▶

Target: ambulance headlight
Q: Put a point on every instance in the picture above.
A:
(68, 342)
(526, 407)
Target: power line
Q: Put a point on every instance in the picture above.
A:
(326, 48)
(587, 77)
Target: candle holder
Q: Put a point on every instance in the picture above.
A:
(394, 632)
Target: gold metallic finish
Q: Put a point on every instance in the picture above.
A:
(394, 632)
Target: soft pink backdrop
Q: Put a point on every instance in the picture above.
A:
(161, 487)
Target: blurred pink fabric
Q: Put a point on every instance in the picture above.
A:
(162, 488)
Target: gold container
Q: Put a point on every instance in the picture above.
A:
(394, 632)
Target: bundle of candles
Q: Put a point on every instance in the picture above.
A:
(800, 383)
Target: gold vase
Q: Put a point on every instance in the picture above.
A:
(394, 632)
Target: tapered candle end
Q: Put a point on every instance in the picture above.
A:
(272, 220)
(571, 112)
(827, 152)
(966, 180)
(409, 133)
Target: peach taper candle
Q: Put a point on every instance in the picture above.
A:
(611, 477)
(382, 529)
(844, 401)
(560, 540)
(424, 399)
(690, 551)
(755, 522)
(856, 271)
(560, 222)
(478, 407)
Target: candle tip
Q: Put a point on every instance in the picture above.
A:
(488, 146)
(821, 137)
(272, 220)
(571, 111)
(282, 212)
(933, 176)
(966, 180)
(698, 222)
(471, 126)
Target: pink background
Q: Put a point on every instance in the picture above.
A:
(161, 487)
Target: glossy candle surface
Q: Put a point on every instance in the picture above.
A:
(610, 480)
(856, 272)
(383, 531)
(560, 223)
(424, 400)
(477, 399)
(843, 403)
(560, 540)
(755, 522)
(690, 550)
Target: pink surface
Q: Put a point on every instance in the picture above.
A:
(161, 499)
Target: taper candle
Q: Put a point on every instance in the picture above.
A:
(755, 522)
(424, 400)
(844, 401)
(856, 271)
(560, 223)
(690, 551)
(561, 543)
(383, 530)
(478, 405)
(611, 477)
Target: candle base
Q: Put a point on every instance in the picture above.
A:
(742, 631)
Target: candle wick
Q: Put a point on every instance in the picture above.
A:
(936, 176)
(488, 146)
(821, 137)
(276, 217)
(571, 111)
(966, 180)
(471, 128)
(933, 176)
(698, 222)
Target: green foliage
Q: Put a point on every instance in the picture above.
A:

◀

## WHAT IS REQUIRED:
Copy each entry exactly, with nothing added or dropped.

## RESPONSE BOX:
Target: ambulance headlight
Q: Put a point on every instance in the picture above.
A:
(68, 342)
(526, 407)
Target: power line
Q: Put a point on every instance in the picture above.
A:
(326, 48)
(587, 77)
Target: candle holder
Q: Put a point on every instance in the picture above.
A:
(394, 632)
Target: gold metallic finish
Q: Put a point on every instance in the picture above.
A:
(394, 632)
Target: soft pink backdrop
Q: Put a point on every instance in the picture above.
A:
(161, 487)
Target: blurred pink fabric
Q: Put a point on every instance in the picture above.
A:
(162, 488)
Target: gold container
Q: Put a point on every instance in the picture above.
A:
(394, 632)
Target: bundle of candles
Q: Put a point on every instance in the picture above.
A:
(800, 383)
Target: gold vase
Q: Put a point on every instance in the picture above.
A:
(394, 632)
Target: tapered candle end
Q: Put a point on every instance in the picture above.
A:
(272, 220)
(571, 112)
(827, 152)
(966, 180)
(409, 133)
Target: peach taper candle
Q: Put a point on every instance in the picture above.
A:
(611, 477)
(382, 529)
(844, 401)
(560, 540)
(424, 399)
(690, 551)
(755, 522)
(856, 271)
(560, 222)
(478, 407)
Target: candle tip
Q: Put a point on every instance in the picture above.
A:
(488, 146)
(821, 137)
(272, 220)
(571, 111)
(282, 212)
(933, 176)
(966, 180)
(698, 222)
(471, 126)
Target: pink background
Q: Put a point on every instance in the picture above.
A:
(161, 487)
Target: glossy candle surface
Q: Put a point on every instance in the picture above.
A:
(610, 480)
(856, 272)
(383, 531)
(560, 223)
(424, 400)
(477, 399)
(843, 403)
(560, 540)
(755, 522)
(690, 550)
Target: pink surface
Q: Put a point on every instance in the picture above.
A:
(161, 499)
Target: taper candle
Q: Put a point on every instance in the picture above.
A:
(755, 522)
(424, 400)
(844, 401)
(856, 271)
(560, 223)
(690, 551)
(561, 543)
(383, 530)
(478, 405)
(611, 477)
Target: candle base
Q: Put a point on every instance in the picture above.
A:
(742, 631)
Target: candle wick
Q: Put a point on every instance in the picture above.
A:
(936, 176)
(488, 146)
(821, 137)
(276, 217)
(571, 111)
(966, 180)
(471, 128)
(933, 176)
(698, 222)
Target: green foliage
Q: Put a point on every instance in the picture above.
A:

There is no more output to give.